● **Problem requirements**: Beginning at the top of the material, repeat each line exactly, and stop once the line with "Check that every instance of the nose" has been written.

● **Exercise material**:
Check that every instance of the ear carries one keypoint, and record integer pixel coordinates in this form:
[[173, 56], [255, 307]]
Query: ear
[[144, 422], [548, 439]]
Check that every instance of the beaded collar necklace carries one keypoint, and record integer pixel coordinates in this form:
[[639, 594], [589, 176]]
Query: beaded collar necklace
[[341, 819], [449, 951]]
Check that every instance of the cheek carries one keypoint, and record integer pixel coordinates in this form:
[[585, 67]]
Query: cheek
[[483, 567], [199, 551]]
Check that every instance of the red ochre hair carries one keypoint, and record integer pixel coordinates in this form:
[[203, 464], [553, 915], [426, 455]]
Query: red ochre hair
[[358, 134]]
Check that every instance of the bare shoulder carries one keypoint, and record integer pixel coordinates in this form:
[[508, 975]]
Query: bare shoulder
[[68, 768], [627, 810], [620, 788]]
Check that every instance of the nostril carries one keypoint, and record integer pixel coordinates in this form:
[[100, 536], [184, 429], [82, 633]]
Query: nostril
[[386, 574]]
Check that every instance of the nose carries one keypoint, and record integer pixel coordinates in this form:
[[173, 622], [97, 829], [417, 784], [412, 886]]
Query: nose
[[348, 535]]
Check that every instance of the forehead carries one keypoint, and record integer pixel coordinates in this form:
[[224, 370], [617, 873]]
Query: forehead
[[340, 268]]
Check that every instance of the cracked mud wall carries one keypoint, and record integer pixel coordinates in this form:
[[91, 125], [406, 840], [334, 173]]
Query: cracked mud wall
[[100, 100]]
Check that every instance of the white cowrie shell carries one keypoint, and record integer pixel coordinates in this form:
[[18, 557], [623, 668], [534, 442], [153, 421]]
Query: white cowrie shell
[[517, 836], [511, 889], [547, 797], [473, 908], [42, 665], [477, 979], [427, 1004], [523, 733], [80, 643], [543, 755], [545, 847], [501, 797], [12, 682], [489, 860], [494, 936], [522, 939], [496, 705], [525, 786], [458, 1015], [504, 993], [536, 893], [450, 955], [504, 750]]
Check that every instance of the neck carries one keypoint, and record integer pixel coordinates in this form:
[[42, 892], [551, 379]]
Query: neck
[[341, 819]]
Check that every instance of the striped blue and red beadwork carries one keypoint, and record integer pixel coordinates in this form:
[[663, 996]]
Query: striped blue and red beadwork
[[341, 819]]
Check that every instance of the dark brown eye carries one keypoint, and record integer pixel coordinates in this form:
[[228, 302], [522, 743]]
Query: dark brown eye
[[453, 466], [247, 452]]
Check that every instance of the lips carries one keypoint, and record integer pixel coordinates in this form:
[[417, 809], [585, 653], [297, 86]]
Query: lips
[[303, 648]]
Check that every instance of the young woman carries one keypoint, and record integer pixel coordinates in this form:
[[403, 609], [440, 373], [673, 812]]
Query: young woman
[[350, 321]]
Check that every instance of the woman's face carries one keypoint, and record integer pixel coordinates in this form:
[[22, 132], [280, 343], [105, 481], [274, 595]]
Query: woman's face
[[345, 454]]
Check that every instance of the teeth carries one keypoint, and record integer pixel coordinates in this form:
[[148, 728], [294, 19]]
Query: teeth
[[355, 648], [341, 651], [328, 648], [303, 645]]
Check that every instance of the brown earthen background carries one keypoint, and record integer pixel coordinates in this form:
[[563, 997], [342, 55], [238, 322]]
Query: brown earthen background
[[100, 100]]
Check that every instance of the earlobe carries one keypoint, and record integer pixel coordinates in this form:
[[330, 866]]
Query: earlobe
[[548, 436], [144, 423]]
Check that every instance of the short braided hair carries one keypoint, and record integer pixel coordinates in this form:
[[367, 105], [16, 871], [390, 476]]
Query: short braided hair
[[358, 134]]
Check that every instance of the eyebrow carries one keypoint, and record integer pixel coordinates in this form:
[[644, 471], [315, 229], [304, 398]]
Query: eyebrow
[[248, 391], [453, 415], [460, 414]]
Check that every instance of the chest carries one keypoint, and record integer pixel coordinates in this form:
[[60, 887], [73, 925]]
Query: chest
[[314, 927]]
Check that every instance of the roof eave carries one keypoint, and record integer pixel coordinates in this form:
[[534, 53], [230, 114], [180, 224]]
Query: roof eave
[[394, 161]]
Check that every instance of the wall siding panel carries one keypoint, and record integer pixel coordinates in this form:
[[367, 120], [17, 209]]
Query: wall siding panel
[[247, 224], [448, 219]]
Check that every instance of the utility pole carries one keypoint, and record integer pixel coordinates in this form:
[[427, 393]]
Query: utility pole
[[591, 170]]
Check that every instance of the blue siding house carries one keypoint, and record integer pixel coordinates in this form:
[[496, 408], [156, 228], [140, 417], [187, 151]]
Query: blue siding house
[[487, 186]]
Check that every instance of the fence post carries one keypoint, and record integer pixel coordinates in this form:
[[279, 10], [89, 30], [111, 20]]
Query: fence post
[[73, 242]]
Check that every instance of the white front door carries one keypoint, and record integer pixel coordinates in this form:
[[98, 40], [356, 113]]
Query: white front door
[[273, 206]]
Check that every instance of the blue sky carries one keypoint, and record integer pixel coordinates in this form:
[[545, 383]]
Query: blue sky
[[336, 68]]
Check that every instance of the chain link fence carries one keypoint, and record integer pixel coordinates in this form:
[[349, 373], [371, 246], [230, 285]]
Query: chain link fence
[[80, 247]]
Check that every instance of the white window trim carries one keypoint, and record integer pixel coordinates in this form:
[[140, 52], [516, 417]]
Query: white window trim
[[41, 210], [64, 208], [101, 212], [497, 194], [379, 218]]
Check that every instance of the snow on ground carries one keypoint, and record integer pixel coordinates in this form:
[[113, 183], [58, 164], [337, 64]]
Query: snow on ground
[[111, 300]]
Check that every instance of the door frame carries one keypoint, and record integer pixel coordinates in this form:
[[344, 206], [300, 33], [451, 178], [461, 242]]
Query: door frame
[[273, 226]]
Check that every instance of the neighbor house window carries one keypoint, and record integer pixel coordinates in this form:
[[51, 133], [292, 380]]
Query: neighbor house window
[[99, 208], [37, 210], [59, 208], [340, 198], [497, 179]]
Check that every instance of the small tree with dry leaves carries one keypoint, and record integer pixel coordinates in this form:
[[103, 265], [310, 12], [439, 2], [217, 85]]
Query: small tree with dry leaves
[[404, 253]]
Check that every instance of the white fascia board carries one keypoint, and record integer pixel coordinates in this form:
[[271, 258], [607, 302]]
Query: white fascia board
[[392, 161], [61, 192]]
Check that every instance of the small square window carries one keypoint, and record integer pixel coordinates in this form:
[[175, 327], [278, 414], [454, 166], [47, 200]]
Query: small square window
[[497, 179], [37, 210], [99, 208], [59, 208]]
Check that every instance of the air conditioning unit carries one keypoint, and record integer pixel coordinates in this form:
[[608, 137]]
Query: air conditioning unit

● **Your solution**:
Check that every instance of the ear carries one keypoint, and record integer pixel coordinates in this form:
[[173, 56], [255, 307]]
Query: ear
[[144, 422], [548, 439]]
Check that every instance of the beaded collar necklace carries one keypoint, and record integer pixel coordinates in this form:
[[639, 594], [589, 176]]
Query: beaded collar necklace
[[341, 819], [449, 951]]
Check that every instance of the cheek carries one keypoint, and record integer pixel coordinates in this form:
[[585, 67]]
Query: cheek
[[483, 567], [199, 551]]
Check that every instance of the red ochre hair carries one keypoint, and record integer pixel coordinates in this form:
[[203, 464], [553, 915], [426, 455]]
Query: red ochre hair
[[358, 134]]
Check that every instance of the bare shoulder carries one keypoint, and record integer pixel coordinates in this form:
[[508, 975]]
Query: bare shoulder
[[68, 768], [627, 810], [620, 788]]
Check that every instance of the nostril carries one keypoint, and record integer pixel coordinates in this form:
[[100, 536], [184, 429], [82, 633]]
Query: nostril
[[386, 574]]
Check that every instance of the nose carries one keypoint, and record integer pixel coordinates in this form:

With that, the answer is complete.